--- TASKS TO CARRY OUT ---
A: In the passage on region importance, rewrite the part starting at "Region importance#" and ending at "to the R^2.", swapping "regressor" for "estimator".
B: Answer these questions about the passage on region importance:
(i) Who fixes the length of the upstream, downstream, and around TSS regions?
(ii) Which chromosome is passed as the test contig?
(iii) Which modification is left out of the model in the second experiment?
C: Carry on the passage about region importance from the point where it stops.

--- PASSAGE PROVIDED ---
The length of the upstream, downstream, and around TSS regions are fixed by the user and therefore play little to no importance in the model.

Region importance#

Instead of looking at the importance of each feature individually, let’s try to get some biological insights on which genomic regions bring the most contribution to the performance of the model. In order to do that, we run our regressor on each regions separately, and record their contributions to the R^2.

N_runs = 10
df_regressor = pd.DataFrame(columns=["mse", "rmse", "mae", "r2", "spearman", "Region"])
for region in column_order:
    columns = [f"mean_mc_{region}", f"mean_hmc_{region}", f"cpg_count_{region}", f"range_length_{region}"]
    all_columns = columns + ["Response", "Chromosome"]
    df_one_region = df_features_expression[all_columns]
    for k in range(0, N_runs):
        _, df_metrics, _, _ = run_regressor(
            data=df_one_region,
            features=columns,
            mod=["mc", "hmc"],
            target="Response",
            hyperparameters=model_hyperparameters,
            random_state=k,
            test_contig=["8"],
            missing_values_strategy="impute_mean",
            find_optimal_parameters=False,
        )
        df_metrics["Region"] = region
        df_regressor = pd.concat([df_regressor, df_metrics], ignore_index=True)

Let’s see if there are regions where hmC contributes significantly to the performance of the model. In order to visualise this, we repeat the experiment above, this time looking only at region importance for a model with mC but no hmC.

N_runs = 10
df_regressor_mc_only = pd.DataFrame(columns=["mse", "rmse", "mae", "r2", "spearman", "Region"])
for region in column_order:
    columns = [f"mean_mc_{region}", f"cpg_count_{region}", f"range_length_{region}"]
    all_columns = columns + ["Response", "Chromosome"]
    df_one_region = df_features_expression[all_columns]
    for k in range(0, N_runs):
        _, df_metrics, _, _ = run_regressor(
            data=df_one_region,
            features=columns,
            mod="mc",
            target="Response",
            hyperparameters=model_hyperparameters,
            random_state=k,
            test_contig=["8"],
            missing_values_strategy="impute_mean",
            find_optimal_parameters=False,
        )

--- INFORMATION SUPPLIED ---
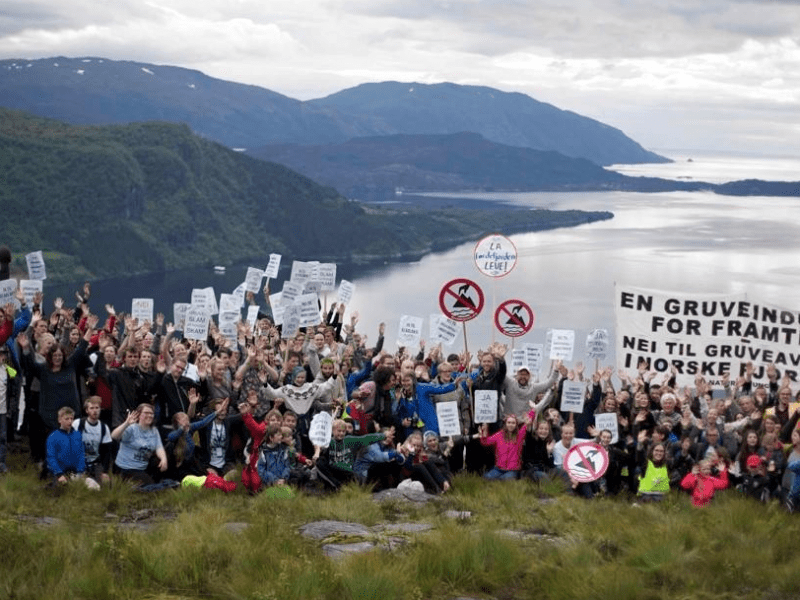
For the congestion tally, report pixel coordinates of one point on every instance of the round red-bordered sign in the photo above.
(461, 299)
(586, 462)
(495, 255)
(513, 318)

--- ANSWER SECTION ---
A:
Region importance#

Instead of looking at the importance of each feature individually, let’s try to get some biological insights on which genomic regions bring the most contribution to the performance of the model. In order to do that, we run our estimator on each regions separately, and record their contributions to the R^2.

B:
(i) The user.
(ii) "8".
(iii) hmC.

C:
        df_metrics["Region"] = region
        df_regressor_mc_only = pd.concat([df_regressor_mc_only, df_metrics], ignore_index=True)

Let’s merge the two expereriments and plot the results.

df_regressor_mc_only["features"] = "mc_only"
df_regressor["features"] = "mc+hmc"
df_regions = pd.concat([df_regressor, df_regressor_mc_only])
sns.catplot(
    data=df_regions,
    x="Region",
    y="r2",
    hue="features",
    kind="bar",
    palette=biomodal_palette,
    height=5,
    aspect=2,
)
plt.xticks(rotation=45, ha="right")
plt.ylabel(r"$R^2$")
plt.show()
_images/e61965ed2e96c02bc95c906bae5761b1c8daebdd108fe34e85ed3a8520bdc335.png

From the plot above we can draw a few conclusions:

  • The results show that the model performs better when using both mC and hmC features compared to using only mC features.

  • As we get further from the gene in either direction (upstream or downstream), the contribution of the feature to gene expression decreases.

  • Some regions inside the genes, in particular exons and 3’UTRs, do not significantly contribute to gene expression.

In summary, this series of notebooks illustrates how modality can help constructing robust machine learning models. It achieves this by condensing methylation data across genomic ranges specified by external annotations, and efficiently grouping them together to generate feature sets, thereby facilitating the model-building process.

This notebook also highlights that the methylation signal obtained from evoC data contains sufficient information to make robust gene expression predictions.